=== Aim ===
Copy out the listing below word for word, leaving out the pictures.

=== Record list ===
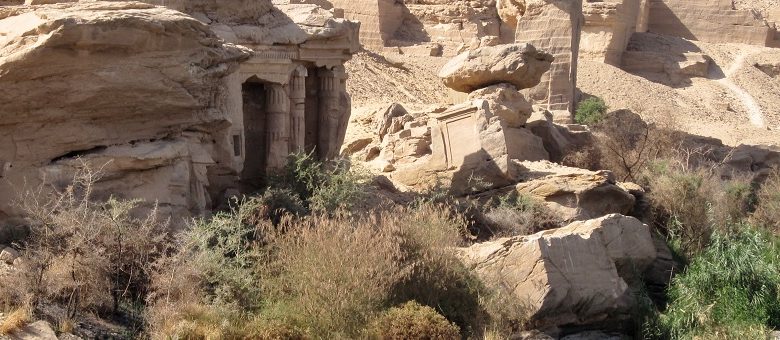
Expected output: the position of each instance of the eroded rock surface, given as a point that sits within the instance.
(574, 194)
(575, 275)
(521, 65)
(180, 105)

=== Reply to the exercise ===
Expected output: the position of each instance of the eroded rock surface, given as a point that sits within the instance.
(574, 194)
(575, 275)
(521, 65)
(180, 105)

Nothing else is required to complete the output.